## [Trabalho a realizar]
**1.** Traduza para o inglês esta frase do trecho sobre HIV no Maranhão: "A cautela é compreensível, em meio ao perfil que ainda analisa indivíduos por questões raciais, sociais e outros fatores."
**2.** De acordo com o trecho sobre HIV no Maranhão, quantas pessoas foram identificadas com HIV por exames e testes rápidos?

## [Trecho do texto]
O preconceito e outras mazelas da sociedade em geral ainda fazem com que as pessoas se “escondam” e não digam, às vezes, suas enfermidades. A cautela é compreensível, em meio ao perfil que ainda analisa indivíduos por questões raciais, sociais e outros fatores.

A O Estado, o representante da Rede Nacional de Pessoas Vivendo com HIV/AIDS no Maranhão, Ricardo Santos, de 56 anos, aponta que atualmente são 11 mil pessoas identificadas por exames e testes rápidos com o HIV. “Claro que se deve tomar mais cuidados, mas trata-se de uma vida como outra qualquer, que deve ser eximida de preconceito”, disse Santos.

Ricardo Santos, da Rede Nacional de Pessoas Vivendo com HIV/AIDS
Ricardo Santos, da Rede Nacional de Pessoas Vivendo com HIV/AIDS

Para ele, a rejeição às pessoas que vivem com HIV parte de quem não registra o entendimento claro da doença. “Se você segue com os tratamentos, todos os pré-requisitos e principalmente com as medicações e cuidados necessários, não há por que razão temer”, disse.

## [Dados brutos]
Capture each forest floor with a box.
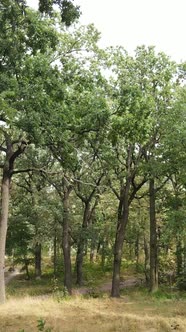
[0,273,186,332]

## [Soluções das tarefas]
**1.** Caution is understandable, amid a mindset that still judges individuals on racial, social and other grounds.

**2.** 11 mil pessoas.